> [Task details]:
Arrange all of the material below as a numbered list, skipping any blank lines. Leave the pictures out of the list.

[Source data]
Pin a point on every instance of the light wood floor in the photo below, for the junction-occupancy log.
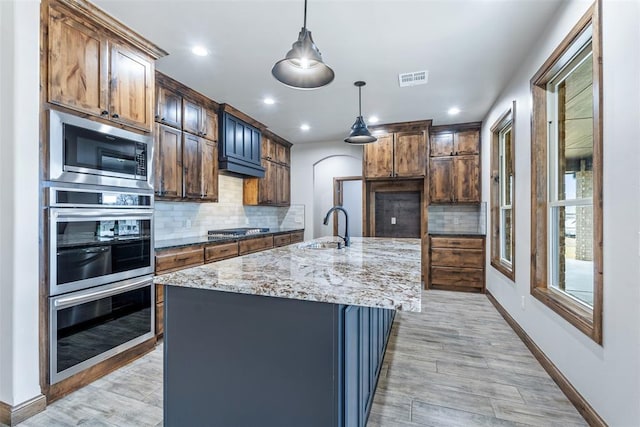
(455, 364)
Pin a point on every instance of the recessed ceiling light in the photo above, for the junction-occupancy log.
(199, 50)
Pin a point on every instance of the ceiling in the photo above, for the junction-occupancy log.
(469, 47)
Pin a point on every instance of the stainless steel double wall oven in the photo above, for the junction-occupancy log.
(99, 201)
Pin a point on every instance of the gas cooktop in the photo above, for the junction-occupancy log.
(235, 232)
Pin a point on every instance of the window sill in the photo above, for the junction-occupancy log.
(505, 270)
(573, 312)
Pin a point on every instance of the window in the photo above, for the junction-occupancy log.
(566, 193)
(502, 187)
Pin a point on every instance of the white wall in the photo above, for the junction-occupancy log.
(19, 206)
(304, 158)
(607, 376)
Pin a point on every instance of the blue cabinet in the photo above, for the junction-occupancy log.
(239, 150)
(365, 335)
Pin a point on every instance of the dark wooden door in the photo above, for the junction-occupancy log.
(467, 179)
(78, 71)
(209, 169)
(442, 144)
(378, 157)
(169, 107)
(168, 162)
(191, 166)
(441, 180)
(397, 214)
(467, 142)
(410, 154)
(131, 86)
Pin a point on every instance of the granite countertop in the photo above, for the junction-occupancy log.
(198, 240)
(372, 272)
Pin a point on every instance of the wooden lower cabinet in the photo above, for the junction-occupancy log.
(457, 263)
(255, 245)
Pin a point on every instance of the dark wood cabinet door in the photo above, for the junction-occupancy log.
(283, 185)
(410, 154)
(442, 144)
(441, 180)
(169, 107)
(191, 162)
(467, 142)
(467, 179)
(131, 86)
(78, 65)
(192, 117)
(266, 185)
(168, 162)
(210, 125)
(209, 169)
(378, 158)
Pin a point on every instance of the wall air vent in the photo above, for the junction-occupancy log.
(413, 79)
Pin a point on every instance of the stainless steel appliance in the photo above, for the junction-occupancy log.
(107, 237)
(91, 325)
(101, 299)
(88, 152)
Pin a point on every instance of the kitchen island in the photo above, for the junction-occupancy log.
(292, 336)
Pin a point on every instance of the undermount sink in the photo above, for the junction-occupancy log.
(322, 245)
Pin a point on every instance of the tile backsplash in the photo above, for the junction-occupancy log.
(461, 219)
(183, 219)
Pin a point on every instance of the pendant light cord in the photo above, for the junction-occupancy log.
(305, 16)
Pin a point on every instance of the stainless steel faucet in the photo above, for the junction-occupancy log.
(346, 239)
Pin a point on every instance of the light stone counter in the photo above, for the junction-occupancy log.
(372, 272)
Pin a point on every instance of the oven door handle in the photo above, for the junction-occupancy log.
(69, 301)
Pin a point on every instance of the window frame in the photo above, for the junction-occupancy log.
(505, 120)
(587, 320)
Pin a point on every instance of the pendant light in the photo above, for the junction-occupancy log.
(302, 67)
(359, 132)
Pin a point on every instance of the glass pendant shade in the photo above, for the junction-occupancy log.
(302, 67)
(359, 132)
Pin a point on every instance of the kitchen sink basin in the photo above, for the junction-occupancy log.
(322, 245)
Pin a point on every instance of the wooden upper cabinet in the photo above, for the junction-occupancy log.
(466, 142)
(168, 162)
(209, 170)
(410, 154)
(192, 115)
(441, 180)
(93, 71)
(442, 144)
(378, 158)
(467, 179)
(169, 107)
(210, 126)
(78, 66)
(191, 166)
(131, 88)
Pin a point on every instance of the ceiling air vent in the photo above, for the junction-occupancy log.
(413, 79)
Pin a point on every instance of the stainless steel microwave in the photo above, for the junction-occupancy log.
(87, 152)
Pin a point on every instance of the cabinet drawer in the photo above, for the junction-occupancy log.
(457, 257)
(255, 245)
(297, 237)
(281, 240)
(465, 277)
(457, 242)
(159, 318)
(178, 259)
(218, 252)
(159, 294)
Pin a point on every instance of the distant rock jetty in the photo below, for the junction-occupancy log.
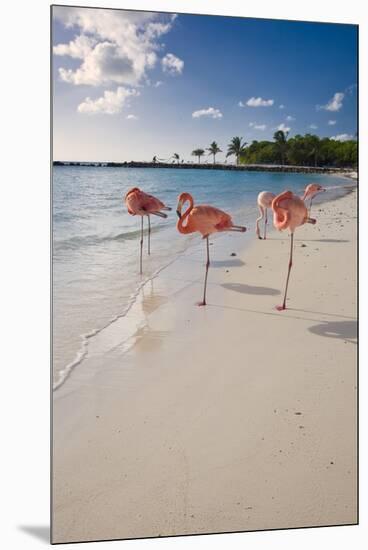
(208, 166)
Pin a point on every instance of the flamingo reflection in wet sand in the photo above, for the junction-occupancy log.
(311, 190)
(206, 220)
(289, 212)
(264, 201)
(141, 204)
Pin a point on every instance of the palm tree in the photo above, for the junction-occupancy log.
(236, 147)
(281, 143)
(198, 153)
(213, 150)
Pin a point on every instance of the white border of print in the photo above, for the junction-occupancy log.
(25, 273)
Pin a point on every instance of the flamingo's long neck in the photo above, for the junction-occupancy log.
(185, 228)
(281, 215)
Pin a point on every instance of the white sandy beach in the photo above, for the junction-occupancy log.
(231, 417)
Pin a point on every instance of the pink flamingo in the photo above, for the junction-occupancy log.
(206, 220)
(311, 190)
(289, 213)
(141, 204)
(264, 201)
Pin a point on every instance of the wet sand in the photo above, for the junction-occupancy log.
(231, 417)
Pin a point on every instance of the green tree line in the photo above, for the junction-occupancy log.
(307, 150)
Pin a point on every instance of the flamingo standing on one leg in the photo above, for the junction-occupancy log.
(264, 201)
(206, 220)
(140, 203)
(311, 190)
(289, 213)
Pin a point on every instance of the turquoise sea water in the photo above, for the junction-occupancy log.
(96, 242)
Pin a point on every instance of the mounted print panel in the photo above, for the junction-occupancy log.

> [Finished answer]:
1. Pin a point on every instance of the light wood floor in the photo below, for the junction-occupancy log.
2. (455, 364)
3. Pin a point on every instance of the recessed ceiling light in the photo above, for the junction-occupancy log.
4. (199, 50)
5. Pin a point on every instance of the ceiling in the photo above, for the junction-occupancy log.
6. (469, 47)
7. Pin a point on every instance of the stainless steel double wall oven in the photo above, for the junction-occupancy log.
8. (99, 201)
9. Pin a point on every instance of the gas cooktop in the photo above, for the junction-occupancy log.
10. (235, 232)
11. Pin a point on every instance of the window sill in the photo above, for the junction-occupancy log.
12. (505, 270)
13. (573, 312)
14. Pin a point on every instance of the window in the photo above, for the junction-occupancy log.
15. (566, 193)
16. (502, 187)
17. Pin a point on every instance of the white wall in the photo above, for the junction-occupancy log.
18. (19, 206)
19. (304, 158)
20. (607, 376)
21. Pin a point on every instance of the blue cabinet in the photo above, for the junction-occupancy log.
22. (239, 150)
23. (365, 335)
24. Pin a point on every instance of the dark wooden door in the photo above, for the junction-occupancy log.
25. (467, 179)
26. (78, 71)
27. (209, 169)
28. (442, 144)
29. (378, 157)
30. (169, 107)
31. (168, 162)
32. (191, 166)
33. (441, 180)
34. (397, 214)
35. (467, 142)
36. (410, 154)
37. (131, 86)
38. Pin a point on every instance of the granite countertop in the photo above, for the junction-occupancy log.
39. (198, 240)
40. (372, 272)
41. Pin a point on every instance of the wooden lower cabinet in the photo above, for the junction-occupancy log.
42. (457, 263)
43. (255, 245)
44. Pin a point on every instance of the dark wood cabinet door in the photo above, for the junction-occupancy log.
45. (283, 185)
46. (410, 154)
47. (442, 144)
48. (441, 180)
49. (169, 107)
50. (191, 162)
51. (467, 142)
52. (467, 179)
53. (131, 86)
54. (78, 65)
55. (192, 117)
56. (266, 185)
57. (168, 162)
58. (210, 125)
59. (209, 169)
60. (378, 158)
61. Pin a point on every instance of the wall air vent in the photo above, for the junction-occupancy log.
62. (413, 79)
63. Pin a point on every instance of the stainless steel appliance in the photo above, for the junction-occupancy log.
64. (107, 237)
65. (91, 325)
66. (101, 299)
67. (88, 152)
68. Pin a point on every instance of the kitchen island in the photo above, for the junction-occupancy log.
69. (292, 336)
70. Pin a point on every instance of the undermount sink in the photo above, for the junction-occupancy log.
71. (322, 245)
72. Pin a point on every instance of the tile backsplash in the photo above, for the junction-occupancy log.
73. (461, 219)
74. (183, 219)
75. Pin a point on every instance of the pendant light cord in the photo above, for the junction-occupancy log.
76. (305, 16)
77. Pin a point on every instance of the stainless steel faucet in the photo above, for the junction-occupancy log.
78. (346, 239)
79. Pin a point on every instance of the light stone counter in the photo above, for the junction-occupancy log.
80. (372, 272)
81. Pin a point on every instance of the oven door handle in the photo above, for the junction-occupancy log.
82. (69, 301)
83. Pin a point on every instance of the window frame in the photo above, for the junction-occupancy log.
84. (505, 120)
85. (587, 320)
86. Pin a point on every instance of the pendant light in the photo above, for the junction-occupancy log.
87. (302, 67)
88. (359, 132)
89. Pin a point on every instance of the glass pendant shade in the photo above, for the junction-occupancy log.
90. (302, 67)
91. (359, 132)
92. Pin a point on every instance of the kitchen sink basin in the photo above, for the junction-occupancy log.
93. (322, 245)
94. Pin a point on every instance of the wooden upper cabinet in the photo above, for the junction-occupancy log.
95. (466, 142)
96. (168, 162)
97. (209, 170)
98. (410, 154)
99. (192, 115)
100. (441, 180)
101. (93, 71)
102. (442, 144)
103. (378, 158)
104. (467, 179)
105. (169, 107)
106. (210, 126)
107. (78, 66)
108. (191, 166)
109. (131, 88)
110. Pin a point on every instance of the ceiling air vent in the photo above, for the junction-occupancy log.
111. (413, 79)
112. Pin a point on every instance of the stainless steel microwave in the photo above, for the junction-occupancy log.
113. (87, 152)
114. Pin a point on every instance of the cabinet drawer in the photo above, for the junction-occupancy log.
115. (457, 257)
116. (255, 245)
117. (297, 237)
118. (281, 240)
119. (465, 277)
120. (457, 242)
121. (159, 318)
122. (178, 259)
123. (218, 252)
124. (159, 294)
125. Pin a point on every instance of the distant rock jetty in the photo below, for the junction-occupancy log.
126. (208, 166)
127. Pin a point on every instance of the flamingo reflection in wet sand in the photo above, for the junction-occupancy log.
128. (311, 190)
129. (206, 220)
130. (289, 212)
131. (264, 201)
132. (141, 204)
133. Pin a point on every instance of the palm tree in the photo above, for the junction-occupancy log.
134. (236, 147)
135. (281, 143)
136. (198, 153)
137. (213, 150)
138. Pin a point on every instance of the white border of print in the photo above, for the junction-occupancy log.
139. (25, 273)
140. Pin a point on every instance of the flamingo's long neck in the photo above, for the junction-occupancy log.
141. (185, 228)
142. (281, 215)
143. Pin a point on every instance of the white sandy beach in the photo above, for the junction-occupancy log.
144. (231, 417)
145. Pin a point on every instance of the pink flamingo in the photo above, for the junction-occupancy log.
146. (206, 220)
147. (311, 190)
148. (289, 213)
149. (141, 204)
150. (264, 201)
151. Pin a point on every instance of the wet sand in the photo above, for the junction-occupancy log.
152. (231, 417)
153. Pin a point on every instance of the green tree line in the photo above, for the junction-occupancy log.
154. (307, 150)
155. Pin a point on every instance of the flamingo standing on one leg in the photo above, for the junction-occupancy log.
156. (264, 201)
157. (206, 220)
158. (140, 203)
159. (311, 190)
160. (289, 213)
161. Pin a point on every instance of the turquoise sea water in the photo above, for the junction-occupancy log.
162. (96, 242)
163. Pin a point on every instance of the mounted print panel in the photo above, for the junction-occupancy log.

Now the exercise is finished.